Ingo Schulze über den globalen Markt

Am Sonntag, 16. Februar 2014, las Ingo Schulze im Rahmen der Karlsruher Gespräche im Studio des Badischen Staatstheaters eine Passage aus seinem Erzählband 33 Augenblicke des Glücks und das Vorwort seiner jüngsten Veröffentlichung Unsere schönen neuen Kleider. Hoai Thuong führte nach der Lesung mit dem Autor ein persönliches Gespräch über die Weltmarktgesellschaft.

Ingo Schulze: Wir könnten alle anderen Rollen alle selbst besetzen – zum Glück (Bild: ZAK/ Felix Grünschloss)
Ingo Schulze: Wir könnten alle anderen Rollen alle selbst besetzen – zum Glück (Bild: ZAK/ Felix Grünschloss)

„Des Kaisers neue Kleider“ – Wann haben Sie das Märchen zum ersten Mal gehört oder gelesen und was hat Ihnen dabei besonders gefallen?

Natürlich als Kind, wie wohl die meisten von uns. Wie ich damals darauf reagiert habe, weiß ich nicht mehr, aber es wird mir wohl gut gefallen haben. Vielleicht fand ich das Märchen auch zu unwahrscheinlich. Womöglich hatte es mich gefreut, dass ein Kind der vermeintliche Held dieser Geschichte ist. Später dachte ich, ich kenne das Märchen gut. Aber wenn man es noch einmal aufmerksam liest, entdeckt man plötzlich so viel. Und der Schluss ist doch ganz anders, als es die allermeisten in Erinnerung haben: Der Kaiser glaubt zwar, dass das Volk recht habe, aber er meint, nun weiter durchhalten zu müssen. Und sein Hofstaat tut es ihm gleich. Wobei ich mir sicher bin, dass sich durch den Ruf des Kindes und letztlich durch den Ruf des Volkes schon etwas verändern wird: Der Kaiser geht fortan anders durch die Welt.

- - -

> **AUFGABEN**
• a. Geben Sie den Abschnitt des Interviews mit Ingo Schulze, beginnend mit „Am Sonntag, 16.“ und weiter bis einschließlich „über die Weltmarktgesellschaft.“, erneut wieder und bearbeiten Sie ihn dabei so, dass „Lesung“ durch „Veranstaltung“ ersetzt ist.
• b. Führen Sie das Interview mit Ingo Schulze im Anschluss an seinen letzten Satz fort.
Das anschließende Material hat mit dem Interview mit Ingo Schulze nichts zu tun.

> **Daten zur natürlichsprachlichen Objektverortung**

- - -

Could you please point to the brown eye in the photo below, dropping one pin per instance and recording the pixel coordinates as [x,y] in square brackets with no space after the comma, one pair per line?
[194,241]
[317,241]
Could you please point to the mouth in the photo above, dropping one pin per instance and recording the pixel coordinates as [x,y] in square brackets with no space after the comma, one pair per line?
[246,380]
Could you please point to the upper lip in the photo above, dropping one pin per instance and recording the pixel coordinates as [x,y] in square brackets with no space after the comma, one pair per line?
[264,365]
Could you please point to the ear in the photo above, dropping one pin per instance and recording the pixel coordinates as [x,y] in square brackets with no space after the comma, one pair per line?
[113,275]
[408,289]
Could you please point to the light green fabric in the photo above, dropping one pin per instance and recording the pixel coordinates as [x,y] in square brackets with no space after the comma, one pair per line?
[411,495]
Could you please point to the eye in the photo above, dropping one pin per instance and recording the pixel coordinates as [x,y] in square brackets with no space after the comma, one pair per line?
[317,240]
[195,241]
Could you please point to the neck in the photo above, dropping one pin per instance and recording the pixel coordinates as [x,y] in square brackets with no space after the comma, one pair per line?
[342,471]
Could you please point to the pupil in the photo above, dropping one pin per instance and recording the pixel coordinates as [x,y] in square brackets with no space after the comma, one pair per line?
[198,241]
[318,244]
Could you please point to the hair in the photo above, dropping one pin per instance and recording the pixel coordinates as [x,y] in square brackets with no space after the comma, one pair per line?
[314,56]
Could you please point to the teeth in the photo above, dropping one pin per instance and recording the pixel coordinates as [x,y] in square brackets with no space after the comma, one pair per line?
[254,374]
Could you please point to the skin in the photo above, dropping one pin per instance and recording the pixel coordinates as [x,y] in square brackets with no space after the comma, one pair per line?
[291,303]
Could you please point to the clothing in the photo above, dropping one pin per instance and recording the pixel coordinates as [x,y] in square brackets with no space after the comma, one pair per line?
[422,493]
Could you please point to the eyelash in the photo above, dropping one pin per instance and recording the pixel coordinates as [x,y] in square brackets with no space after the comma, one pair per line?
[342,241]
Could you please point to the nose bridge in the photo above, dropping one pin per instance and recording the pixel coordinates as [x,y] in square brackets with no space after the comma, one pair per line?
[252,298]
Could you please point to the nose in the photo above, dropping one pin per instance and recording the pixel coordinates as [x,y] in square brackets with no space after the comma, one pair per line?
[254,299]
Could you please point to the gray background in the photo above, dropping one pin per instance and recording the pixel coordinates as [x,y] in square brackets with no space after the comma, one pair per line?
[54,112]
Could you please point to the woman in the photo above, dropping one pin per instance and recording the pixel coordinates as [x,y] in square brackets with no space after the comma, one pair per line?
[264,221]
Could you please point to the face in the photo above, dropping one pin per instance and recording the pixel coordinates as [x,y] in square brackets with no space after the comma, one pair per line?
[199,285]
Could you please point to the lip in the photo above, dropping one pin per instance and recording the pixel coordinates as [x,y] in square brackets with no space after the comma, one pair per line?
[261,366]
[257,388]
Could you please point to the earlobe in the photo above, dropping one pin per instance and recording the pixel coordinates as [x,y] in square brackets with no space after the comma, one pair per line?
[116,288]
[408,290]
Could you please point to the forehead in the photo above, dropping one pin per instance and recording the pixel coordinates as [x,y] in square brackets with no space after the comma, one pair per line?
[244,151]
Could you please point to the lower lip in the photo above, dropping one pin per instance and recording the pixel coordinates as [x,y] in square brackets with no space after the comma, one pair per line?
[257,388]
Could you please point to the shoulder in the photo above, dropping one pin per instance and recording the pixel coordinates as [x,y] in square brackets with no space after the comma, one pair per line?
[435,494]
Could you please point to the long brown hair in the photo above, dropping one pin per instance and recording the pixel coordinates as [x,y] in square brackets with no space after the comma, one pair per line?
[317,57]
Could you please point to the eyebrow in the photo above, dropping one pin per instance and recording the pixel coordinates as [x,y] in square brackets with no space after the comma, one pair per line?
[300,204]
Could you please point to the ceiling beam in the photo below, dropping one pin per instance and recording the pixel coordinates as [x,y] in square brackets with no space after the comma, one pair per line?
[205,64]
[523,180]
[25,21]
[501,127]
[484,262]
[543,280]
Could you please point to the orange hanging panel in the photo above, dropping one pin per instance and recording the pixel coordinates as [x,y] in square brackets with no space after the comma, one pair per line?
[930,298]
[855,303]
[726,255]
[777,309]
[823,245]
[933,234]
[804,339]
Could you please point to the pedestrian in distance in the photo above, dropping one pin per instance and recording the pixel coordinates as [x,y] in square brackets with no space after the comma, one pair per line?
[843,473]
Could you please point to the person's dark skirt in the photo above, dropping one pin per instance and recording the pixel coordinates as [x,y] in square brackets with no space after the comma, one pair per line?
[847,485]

- - -

> **LÖSUNGEN**
• a.
Am Sonntag, 16. Februar 2014, las Ingo Schulze im Rahmen der Karlsruher Gespräche im Studio des Badischen Staatstheaters eine Passage aus seinem Erzählband 33 Augenblicke des Glücks und das Vorwort seiner jüngsten Veröffentlichung Unsere schönen neuen Kleider. Hoai Thuong führte nach der Veranstaltung mit dem Autor ein persönliches Gespräch über die Weltmarktgesellschaft.

• b.
Sie haben das Märchen später bestimmt immer wieder gelesen, oder? Denn Sie haben es dann in Ihr Buch eingebaut.

Es war die Überlegung, dass etwas, das eigentlich offensichtlich ist, nicht als offensichtlich wahrgenommen wird. Das war der Ansatz, dieses Märchen nochmal zu lesen.

Wir können die Rollen frei wählen

Wer spielt für Sie in unserer gegenwärtigen Gesellschaft die Rolle des Königs, wer die der Dienerschaft und wer könnte das Kind sein?

Wenn man Demokratie beim Wort nimmt, dann sind wir alle der König – Wir Wähler und Bürger dieses Landes. Wir haben uns etliche neue Kleider verpassen lassen. Diese neuen Kleider können „Wachstum um jeden Preis“ heißen, sie können „Privatisierung um jeden Preis“ heißen. Auf jeden Fall heißen sie nicht: „Was wollen wir? Was ist gut für uns?“. Also, insofern sind wir der Souverän, der König, der sich anschmieren lässt. Aber wir könnten auch die anderen Rollen alle selbst besetzen – zum Glück!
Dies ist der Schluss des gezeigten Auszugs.